TASK — A faithful copy of all the records is needed, with the pictures omitted.

(RECORDS PROVIDED Opens)

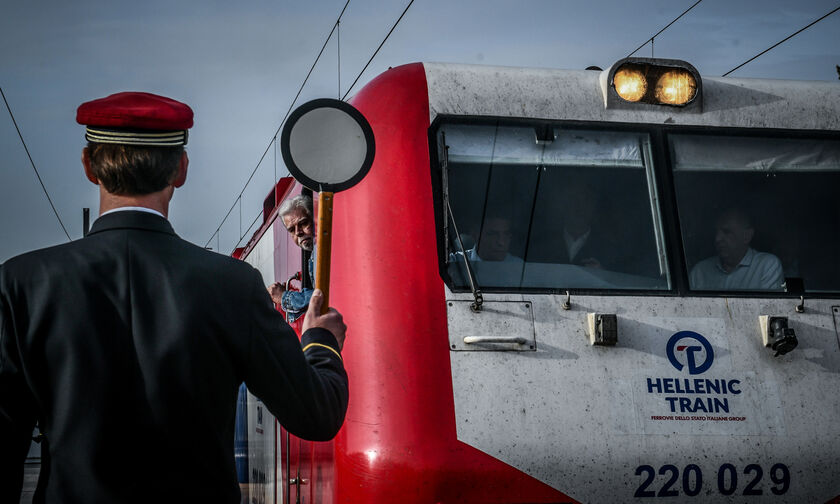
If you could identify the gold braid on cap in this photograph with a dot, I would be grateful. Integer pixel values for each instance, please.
(125, 137)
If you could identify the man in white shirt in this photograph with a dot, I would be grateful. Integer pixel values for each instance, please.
(736, 266)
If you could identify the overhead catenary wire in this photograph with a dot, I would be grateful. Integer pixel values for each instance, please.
(25, 148)
(784, 40)
(650, 40)
(377, 50)
(273, 141)
(274, 137)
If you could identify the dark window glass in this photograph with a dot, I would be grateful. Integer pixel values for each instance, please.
(757, 211)
(541, 207)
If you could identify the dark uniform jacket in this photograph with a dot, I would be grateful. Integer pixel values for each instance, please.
(128, 348)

(RECORDS PROVIDED Closes)

ANSWER SPACE —
If you could identify the gold braid on cap in this photograph with a dot, I would be grateful. Integer pixel values for each instance, please.
(125, 137)
If you could identify the man in white shirt in this photograph with a dot, I would be grateful. Integer pixel values for each instance, please.
(736, 266)
If you could identify the overhead catenary wire in this photograph with a dot, I would be grateful. Integer pixel values for each instance, please.
(25, 148)
(784, 40)
(650, 40)
(377, 50)
(273, 141)
(274, 137)
If you could identify the dark window glass in this photograph with a dot, I would be grateful. Integer pixel values for each instance, please.
(757, 211)
(541, 207)
If you could identify the dark uniform jacket in this photograph with a dot, I would be grateful. Integer pixel values for each instance, please.
(128, 348)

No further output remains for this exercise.